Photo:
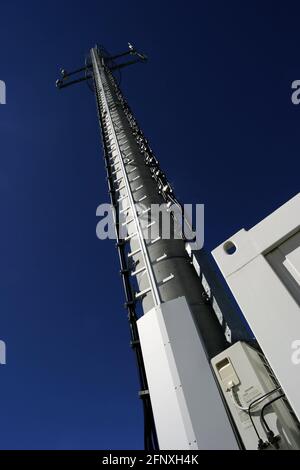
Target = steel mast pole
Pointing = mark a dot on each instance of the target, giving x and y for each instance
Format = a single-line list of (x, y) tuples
[(176, 332)]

=====

◆ WORK INSTRUCTIONS ◆
Write the listing above out again exactly, dropping each image.

◆ ANSWER SECTION ◆
Photo:
Target = steel mast pole
Pointing = mark a dot on each instance of the target, giving x and y for each instance
Format = a single-line list of (x, y) tuples
[(176, 332)]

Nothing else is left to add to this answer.